● **SOURCE EXTRACT**:
● ● ● ●

Friedrich Wilhelm Karl Oskar Freiherr von Wrangel was a Prussian General of the Infantry who was notable for commanding at the Battle of Kolding during the First Schleswig War.

Biography

Origin
He was the son of the later Prussian Lieutenant General  and his wife Karoline Sophie Henriette, née Countess Truchsess von Waldburg (1777-1819).

Military career
Wrangel was educated in the Culm and Berlin cadet houses and entered military service on 13 August 1830, as a second lieutenant in the 1st Foot Guards. He attended the Prussian Staff College in Berlin from 1837 to 1840.

In December 1841, Wrangel had to leave the service because of duelling and after he had healed from the serious wound he received, he was reinstated in March 1843 by the future Kaiser Wilhelm I. In the next year he was assigned to the Trigonometric Department of the General Staff in Berlin. Having become premier lieutenant in 1846, he accompanied his uncle, Lieutenant General Friedrich Graf von Wrangel, when the latter had received the supreme command of the German troops intended for the First Schleswig War. Accordingly he went to the Elbe duchies in April 1848. There he became a captain and was transferred to the General Staff of Schleswig-Holstein, participating in the campaigns of 1848 and 49.

Before that he had acquired the nickname of "Drummer of Kolding", which a newspaper gave him. The incident that gave him the name took place on 29 April 1849, during the Battle of Kolding, which was occupied by the Schleswig-Holsteiners. When they gave way to the advancing Danes, Wrangel brought them to a halt by snatching the drum from a drummer and began playing the double-quick pace.

When Prussia recalled its officers in April 1850, Wrangel became head of the Topographical Department and only returned to frontline service as a lieutenant colonel during the mobilization of 1859. He was now at the head of a Landwehr regiment, which soon became the 61st (8th Pomeranian) Infantry Regiment in Stolp.

In the Austro-Prussian War, he became commander of the 26th Infantry Brigade in Münster and took part in the Campaign of the Main. He fought in the battles at Dermbach, Kissingen, Laufach, Aschaffenburg, Tauberbischofsheim and the Battle of Gerchsheim. For his services at Gerchsheim, he was awarded the Pour le Mérite.

● ● ● ●

● **SUPPLIED INFORMATION**:
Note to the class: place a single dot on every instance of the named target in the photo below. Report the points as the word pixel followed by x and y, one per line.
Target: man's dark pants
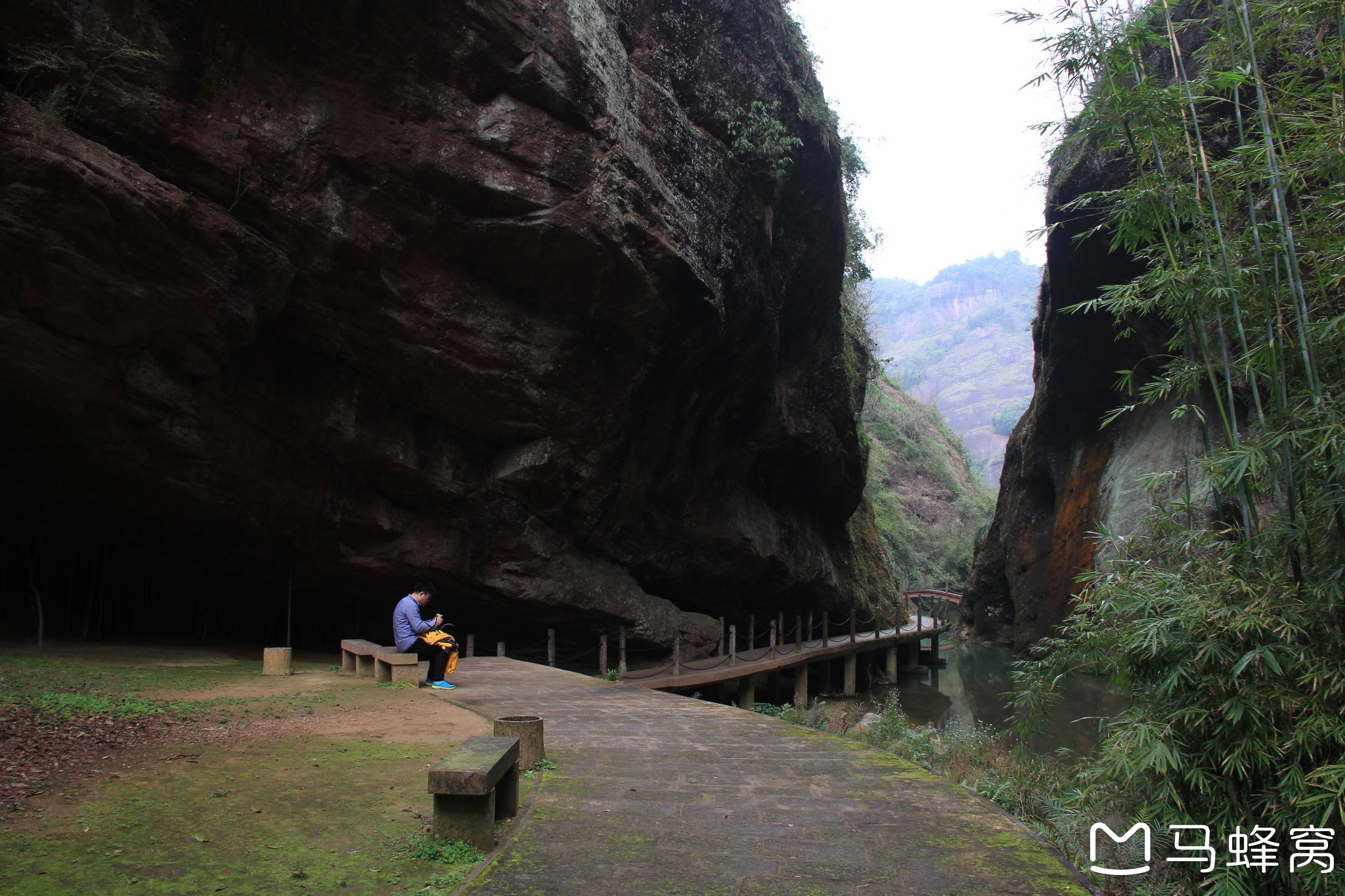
pixel 437 658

● ● ● ●

● **DIRECTIVE 1**:
Name every battle that the Wrangel biography says he fought in during the Austro-Prussian War.
● **DIRECTIVE 2**:
According to the Wrangel biography, on what date did the incident behind the nickname "Drummer of Kolding" happen?
● **DIRECTIVE 3**:
Reproduce the passage of the Wrangel biography from "Friedrich Wilhelm Karl" up to and including "during the First Schleswig War.".
The data after the biography of Wrangel is separate material.

● **EXERCISE RESULT 1**:
Dermbach, Kissingen, Laufach, Aschaffenburg, Tauberbischofsheim, and Gerchsheim

● **EXERCISE RESULT 2**:
29 April 1849

● **EXERCISE RESULT 3**:
Friedrich Wilhelm Karl Oskar Freiherr von Wrangel was a Prussian General of the Infantry who was notable for commanding at the Battle of Kolding during the First Schleswig War.